*** Document section ***

On Recursive Self-Improvement (Part I)
Thoughts on the automation of AI research
Introduction
America’s major frontier AI labs will have begun automating large fractions of their research and engineering operations. The pace of this automation will grow during the course of 2026, and within a year or two the effective “workforces” of each frontier lab will grow from the single-digit thousands to tens of thousands, and then hundreds of thousands.
This means that soon, the vast majority of frontier AI lab staff will neither sleep nor eat nor use the bathroom. They will grow smarter and more capable each month, not only because AI itself was already improving quickly but because the only objective these hundred-thousand-strong workforces will have is to make themselves smarter.
The automation of AI research and engineering is probably the most important thing that will happen in the field of AI over the coming year (and one of the most important things in the history of the field), but it is frustrating to talk about because it is unlikely to ‘happen’ in one recognizably discrete event, and indeed in some important sense it is already happening. More frustrating still is the fact that it will take place almost entirely behind closed doors.
Make no mistake: AI agents that build the next versions of themselves—is not “science fiction.” It is an explicit and public milestone on the roadmaps of every frontier AI lab. OpenAI has been the most transparent: they envision hundreds of thousands of automated research “interns” within about nine months from today, and a fully automated workforce in about two years.
There is substantial uncertainty about what, exactly, automated AI research will mean. It could simply mean that AI capabilities progress unfolds faster, but within the familiar “generative AI” paradigm. This might not matter as much as many in the AI industry believe. It could also mean fundamental changes to the nature of AI itself and to the strategic dynamics that obtain over the field; these are the concerns that animate the AI 2027 project. To be clear, though, the debate should really not be whether this automation will occur but instead about how it will occur—the details and the implications.
Policymakers would be wise to take especially careful notice of this issue over the coming year or so. But they should also keep the hysterics to a minimum: yes, this really is a thing from science fiction that is happening before our eyes, but that does not mean we should behave theatrically, as an actor in a movie might. Instead, the challenge now is to deal with the legitimately sci-fi issues we face using the comparatively dull idioms of technocratic policymaking.
This week, I’ll walk you through the range of scenarios I think may be possible with automated AI research and how it may affect the dynamics of AI development. Next week, in Part II, I will argue that regardless of the outcome, the automation of AI research and development changes the fundamental dynamics of the field enough to merit targeted policy action.

*** End of Document section ***

**Actions to take**
- 1) According to the essay on recursive self-improvement, what will the vast majority of future frontier AI lab staff not do? List every such activity.
- 2) In the essay on recursive self-improvement, how soon does OpenAI envision a fully automated workforce?
- 3) Continue the essay on recursive self-improvement, picking up right after its final sentence.

*** Records supplied ***

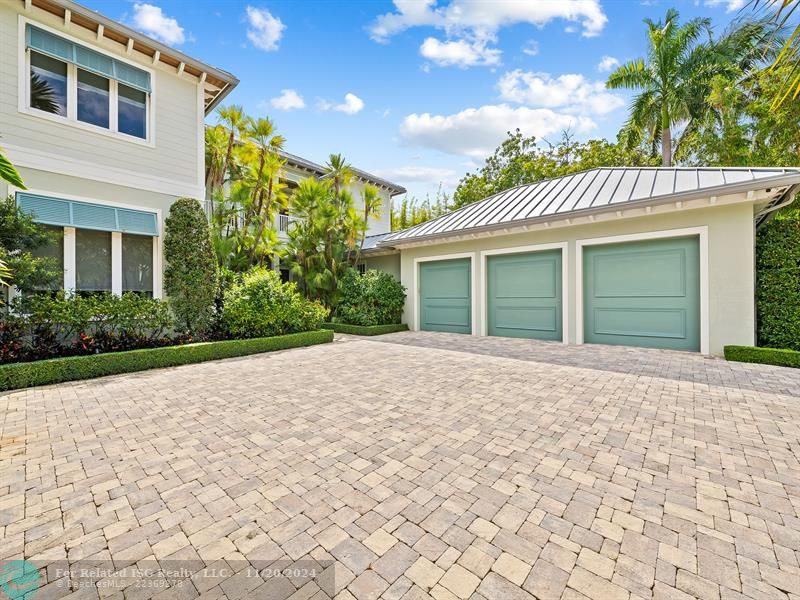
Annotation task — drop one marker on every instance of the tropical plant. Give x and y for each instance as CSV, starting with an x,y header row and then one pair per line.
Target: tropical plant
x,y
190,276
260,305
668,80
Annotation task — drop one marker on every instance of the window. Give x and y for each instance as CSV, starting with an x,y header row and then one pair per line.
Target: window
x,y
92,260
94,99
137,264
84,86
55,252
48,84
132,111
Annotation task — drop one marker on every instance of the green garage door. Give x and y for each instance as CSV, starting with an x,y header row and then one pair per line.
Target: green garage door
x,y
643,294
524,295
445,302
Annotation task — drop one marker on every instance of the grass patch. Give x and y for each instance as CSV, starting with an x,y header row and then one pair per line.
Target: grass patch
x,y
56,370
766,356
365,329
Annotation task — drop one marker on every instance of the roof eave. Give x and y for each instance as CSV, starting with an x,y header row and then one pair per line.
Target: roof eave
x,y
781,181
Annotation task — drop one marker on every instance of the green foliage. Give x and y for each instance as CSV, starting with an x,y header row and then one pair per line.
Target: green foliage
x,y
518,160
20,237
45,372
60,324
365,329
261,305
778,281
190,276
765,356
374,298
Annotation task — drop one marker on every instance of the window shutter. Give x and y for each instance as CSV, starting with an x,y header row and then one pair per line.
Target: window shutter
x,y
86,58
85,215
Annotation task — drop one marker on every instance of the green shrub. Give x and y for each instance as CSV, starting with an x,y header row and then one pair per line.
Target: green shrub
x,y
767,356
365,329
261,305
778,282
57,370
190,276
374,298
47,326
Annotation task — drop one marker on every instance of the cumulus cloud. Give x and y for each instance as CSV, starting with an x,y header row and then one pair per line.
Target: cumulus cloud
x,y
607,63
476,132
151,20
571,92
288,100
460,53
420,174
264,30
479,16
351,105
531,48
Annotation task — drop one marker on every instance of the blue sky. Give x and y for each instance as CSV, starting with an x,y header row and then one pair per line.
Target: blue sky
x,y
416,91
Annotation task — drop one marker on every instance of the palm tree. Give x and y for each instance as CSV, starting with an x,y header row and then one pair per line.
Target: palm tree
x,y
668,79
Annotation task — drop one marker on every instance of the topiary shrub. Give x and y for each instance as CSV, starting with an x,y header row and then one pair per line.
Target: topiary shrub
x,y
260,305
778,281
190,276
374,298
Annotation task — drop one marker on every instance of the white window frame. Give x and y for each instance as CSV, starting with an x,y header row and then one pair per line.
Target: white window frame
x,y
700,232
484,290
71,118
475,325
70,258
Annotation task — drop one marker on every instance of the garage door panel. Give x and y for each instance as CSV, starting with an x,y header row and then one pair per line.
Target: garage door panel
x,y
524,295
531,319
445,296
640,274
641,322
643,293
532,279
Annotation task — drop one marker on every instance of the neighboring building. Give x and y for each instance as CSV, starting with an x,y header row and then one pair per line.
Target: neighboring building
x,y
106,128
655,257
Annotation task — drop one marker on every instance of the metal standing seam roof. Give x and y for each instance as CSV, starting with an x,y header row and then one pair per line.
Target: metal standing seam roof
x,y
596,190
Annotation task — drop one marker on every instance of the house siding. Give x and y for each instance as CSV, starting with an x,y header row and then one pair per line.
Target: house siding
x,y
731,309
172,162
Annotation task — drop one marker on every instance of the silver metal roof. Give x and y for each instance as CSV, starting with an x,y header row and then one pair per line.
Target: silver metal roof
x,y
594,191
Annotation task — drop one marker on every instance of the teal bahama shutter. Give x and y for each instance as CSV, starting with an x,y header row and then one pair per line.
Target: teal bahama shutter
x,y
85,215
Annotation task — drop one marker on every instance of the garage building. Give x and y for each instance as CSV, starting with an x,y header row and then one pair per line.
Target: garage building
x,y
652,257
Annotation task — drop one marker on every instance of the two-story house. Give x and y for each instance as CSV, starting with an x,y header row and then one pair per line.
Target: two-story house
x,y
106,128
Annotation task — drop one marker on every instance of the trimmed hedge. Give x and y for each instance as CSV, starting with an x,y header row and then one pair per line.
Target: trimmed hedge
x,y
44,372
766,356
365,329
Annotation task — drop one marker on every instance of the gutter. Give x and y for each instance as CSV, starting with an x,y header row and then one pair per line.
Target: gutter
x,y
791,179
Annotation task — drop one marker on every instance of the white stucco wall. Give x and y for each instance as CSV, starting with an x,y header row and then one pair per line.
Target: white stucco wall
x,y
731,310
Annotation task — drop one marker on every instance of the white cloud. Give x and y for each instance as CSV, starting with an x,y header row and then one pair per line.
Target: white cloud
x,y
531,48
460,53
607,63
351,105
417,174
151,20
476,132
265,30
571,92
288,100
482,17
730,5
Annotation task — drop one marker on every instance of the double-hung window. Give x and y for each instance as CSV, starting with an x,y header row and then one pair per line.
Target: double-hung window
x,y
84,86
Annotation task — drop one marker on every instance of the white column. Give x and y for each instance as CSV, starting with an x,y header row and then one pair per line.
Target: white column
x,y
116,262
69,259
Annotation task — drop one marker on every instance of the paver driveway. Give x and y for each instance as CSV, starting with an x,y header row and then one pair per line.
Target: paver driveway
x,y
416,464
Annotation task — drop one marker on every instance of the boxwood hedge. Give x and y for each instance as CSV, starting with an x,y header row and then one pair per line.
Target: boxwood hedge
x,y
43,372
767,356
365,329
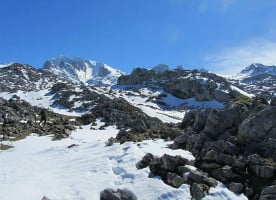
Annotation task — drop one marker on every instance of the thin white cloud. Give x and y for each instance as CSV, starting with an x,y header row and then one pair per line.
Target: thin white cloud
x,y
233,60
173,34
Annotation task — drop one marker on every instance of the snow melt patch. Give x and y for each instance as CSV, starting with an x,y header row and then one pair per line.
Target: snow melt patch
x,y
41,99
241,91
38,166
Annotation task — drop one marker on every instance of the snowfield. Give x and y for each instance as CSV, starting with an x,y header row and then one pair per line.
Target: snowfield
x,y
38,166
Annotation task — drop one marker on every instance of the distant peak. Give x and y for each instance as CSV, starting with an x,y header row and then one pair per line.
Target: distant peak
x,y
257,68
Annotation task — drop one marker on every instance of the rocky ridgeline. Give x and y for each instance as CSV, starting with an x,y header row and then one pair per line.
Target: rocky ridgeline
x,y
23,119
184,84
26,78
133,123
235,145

*** End of Records supplied ***
*** Records supplied ***

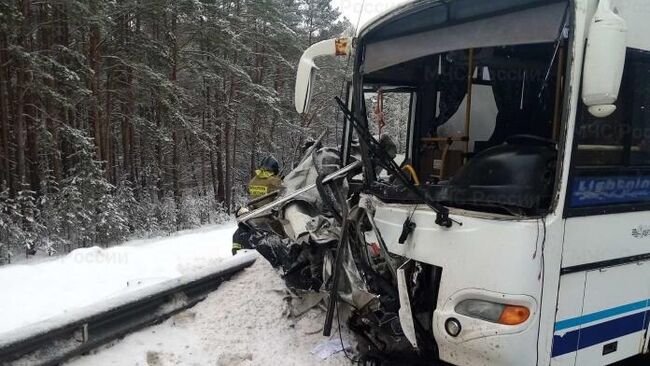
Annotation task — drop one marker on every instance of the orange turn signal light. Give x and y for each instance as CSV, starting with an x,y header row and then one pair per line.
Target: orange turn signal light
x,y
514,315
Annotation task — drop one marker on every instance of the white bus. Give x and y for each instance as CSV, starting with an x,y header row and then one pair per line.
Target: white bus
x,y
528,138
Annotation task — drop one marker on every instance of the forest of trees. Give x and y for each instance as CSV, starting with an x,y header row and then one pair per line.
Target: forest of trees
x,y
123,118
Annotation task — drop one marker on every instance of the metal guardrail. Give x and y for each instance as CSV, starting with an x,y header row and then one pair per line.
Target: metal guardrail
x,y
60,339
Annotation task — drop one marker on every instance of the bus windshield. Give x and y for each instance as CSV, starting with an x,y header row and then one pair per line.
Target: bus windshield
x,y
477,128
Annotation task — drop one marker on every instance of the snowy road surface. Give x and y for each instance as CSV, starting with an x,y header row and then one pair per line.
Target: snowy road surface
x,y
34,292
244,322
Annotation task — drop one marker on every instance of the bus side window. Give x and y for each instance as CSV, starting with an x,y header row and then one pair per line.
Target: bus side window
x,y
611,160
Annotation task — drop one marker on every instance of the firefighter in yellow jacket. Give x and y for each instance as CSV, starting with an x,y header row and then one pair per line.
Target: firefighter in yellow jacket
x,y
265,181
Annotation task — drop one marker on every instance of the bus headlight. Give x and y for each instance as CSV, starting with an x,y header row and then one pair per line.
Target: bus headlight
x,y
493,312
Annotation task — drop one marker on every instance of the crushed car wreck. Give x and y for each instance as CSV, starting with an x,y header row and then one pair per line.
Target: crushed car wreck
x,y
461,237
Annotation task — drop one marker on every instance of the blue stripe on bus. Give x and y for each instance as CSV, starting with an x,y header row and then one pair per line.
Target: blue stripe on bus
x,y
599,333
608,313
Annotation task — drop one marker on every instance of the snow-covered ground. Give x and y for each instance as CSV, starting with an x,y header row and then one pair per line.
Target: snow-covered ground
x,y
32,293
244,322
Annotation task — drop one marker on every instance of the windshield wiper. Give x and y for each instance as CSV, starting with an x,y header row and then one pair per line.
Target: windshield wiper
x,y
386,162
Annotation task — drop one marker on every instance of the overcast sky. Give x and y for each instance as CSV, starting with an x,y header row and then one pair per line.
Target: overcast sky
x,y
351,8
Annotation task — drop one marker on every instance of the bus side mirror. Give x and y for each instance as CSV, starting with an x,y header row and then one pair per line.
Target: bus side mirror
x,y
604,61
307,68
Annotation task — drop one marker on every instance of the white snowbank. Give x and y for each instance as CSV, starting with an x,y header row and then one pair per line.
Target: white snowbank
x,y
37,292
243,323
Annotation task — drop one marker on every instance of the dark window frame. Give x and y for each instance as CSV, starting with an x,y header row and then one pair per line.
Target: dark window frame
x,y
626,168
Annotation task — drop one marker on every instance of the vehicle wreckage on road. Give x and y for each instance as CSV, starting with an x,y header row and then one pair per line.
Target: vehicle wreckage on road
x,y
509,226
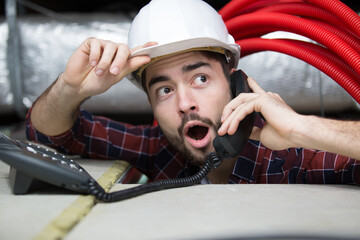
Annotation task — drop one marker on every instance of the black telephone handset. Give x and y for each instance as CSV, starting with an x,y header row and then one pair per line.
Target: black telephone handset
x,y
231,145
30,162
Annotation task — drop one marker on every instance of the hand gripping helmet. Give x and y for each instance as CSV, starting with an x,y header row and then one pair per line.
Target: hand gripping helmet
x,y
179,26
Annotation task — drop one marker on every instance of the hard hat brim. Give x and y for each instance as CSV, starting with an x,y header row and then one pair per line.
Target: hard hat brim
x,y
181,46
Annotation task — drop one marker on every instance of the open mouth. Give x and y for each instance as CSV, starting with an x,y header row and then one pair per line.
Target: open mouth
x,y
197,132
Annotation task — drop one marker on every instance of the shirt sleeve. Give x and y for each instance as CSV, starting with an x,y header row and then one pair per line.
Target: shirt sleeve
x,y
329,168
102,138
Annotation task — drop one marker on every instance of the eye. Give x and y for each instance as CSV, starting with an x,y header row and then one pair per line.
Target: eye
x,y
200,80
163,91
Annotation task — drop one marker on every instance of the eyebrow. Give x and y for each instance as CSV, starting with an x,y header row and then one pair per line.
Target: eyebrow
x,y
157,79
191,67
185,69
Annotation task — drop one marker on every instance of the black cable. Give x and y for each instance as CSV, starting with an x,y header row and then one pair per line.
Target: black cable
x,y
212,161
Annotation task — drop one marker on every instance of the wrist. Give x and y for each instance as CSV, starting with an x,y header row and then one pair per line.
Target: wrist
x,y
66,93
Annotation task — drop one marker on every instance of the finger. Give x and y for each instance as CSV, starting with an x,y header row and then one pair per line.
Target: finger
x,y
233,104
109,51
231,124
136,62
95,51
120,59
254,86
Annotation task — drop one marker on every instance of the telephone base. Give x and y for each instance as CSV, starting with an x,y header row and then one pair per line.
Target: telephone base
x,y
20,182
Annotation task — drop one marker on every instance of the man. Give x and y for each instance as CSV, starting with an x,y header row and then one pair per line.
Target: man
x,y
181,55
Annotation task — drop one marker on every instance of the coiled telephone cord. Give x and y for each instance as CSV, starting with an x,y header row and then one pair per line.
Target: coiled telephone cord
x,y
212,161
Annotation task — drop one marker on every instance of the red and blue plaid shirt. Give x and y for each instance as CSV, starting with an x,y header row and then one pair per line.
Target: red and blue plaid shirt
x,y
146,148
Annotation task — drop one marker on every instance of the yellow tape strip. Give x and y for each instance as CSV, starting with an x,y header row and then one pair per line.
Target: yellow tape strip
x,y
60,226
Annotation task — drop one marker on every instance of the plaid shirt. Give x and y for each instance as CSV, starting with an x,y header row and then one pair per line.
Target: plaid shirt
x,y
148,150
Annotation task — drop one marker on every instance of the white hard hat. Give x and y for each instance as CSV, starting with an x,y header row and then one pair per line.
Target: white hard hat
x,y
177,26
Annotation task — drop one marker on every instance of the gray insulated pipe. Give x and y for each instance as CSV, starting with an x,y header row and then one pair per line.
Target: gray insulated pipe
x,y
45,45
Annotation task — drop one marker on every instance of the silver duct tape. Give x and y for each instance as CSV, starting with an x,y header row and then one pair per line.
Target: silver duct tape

*** End of Records supplied ***

**Set of answers**
- 1)
sleep
eat
use the bathroom

- 2) In about two years.

- 3)
In both pieces, there is one assumption I’ll ask you to make with me, which is that substantial automation of AI research is a near-term possibility. This requires believing a few things. First, that AI research and engineering is substantively composed of work like: finding optimizations in various complex software systems; designing and testing experiments for AI model training and posttraining; and creating software interfaces to expose AI model capabilities to users. Second, that a great deal of this work is essentially reducible to the engineering of software. Third, that AI models, while not yet geniuses, are reaching quite high levels of human competence. Fourth, that frontier lab leadership and staff are serious when they describe AI research automation as a near-term goal, and that frontier lab research staff are telling the truth when they say that AI is already writing a large fraction of their code.
These all strike me as reasonable propositions, and I’ll ask you that you join me in the assumption that these propositions taken together mean that “automated AI research of some form or another will happen soon.” This will allow us to explore the interesting questions about automated AI research, as opposed to asking whether it will happen at all, which would require devoting thousands of words to rehashing debates about AI capabilities that were interesting in 2024 and have grown less interesting to me by the month. These debates have largely been settled by empirical reality, and it is long past time to move on and accept the enormity of what is unfolding at the frontiers of AI.
What Might Automated AI Research and Engineering Be Like?
Imagine yourself standing by a street and seeing a Bugatti race by you at 200 miles per hour; a few minutes later, a second Bugatti speeds by at 300 miles per hour. This difference in velocity is huge to anyone inside the car, and any seasoned observer of motorsport would know that a mere 200 miles per hour is common Bugatti territory, whereas 300 miles per hour is approaching a world record for conventional vehicle speed. But the random bystander on the street might not notice much of a difference between “extremely fast” and “world historically fast.”
The current rate of AI capabilities improvement has already surpassed the ability of most humans to keep track. It is therefore entirely possible that the automation of AI research may lead to a dramatic acceleration in AI capabilities advances, and that most of the public (and policymakers) will not really notice, especially in the early stages of the automation. The predictable result of this will be that pundits say, “those AI hypesters promised us that this supposed ‘AI research automation’ would finally mean that AI would live up to its promises; but once again, it has just resulted in more of the same empty promises.” Therefore, this scenario—call it the “AI as a normal exponentially self-improving technology”—is the bearish scenario for AI research automation.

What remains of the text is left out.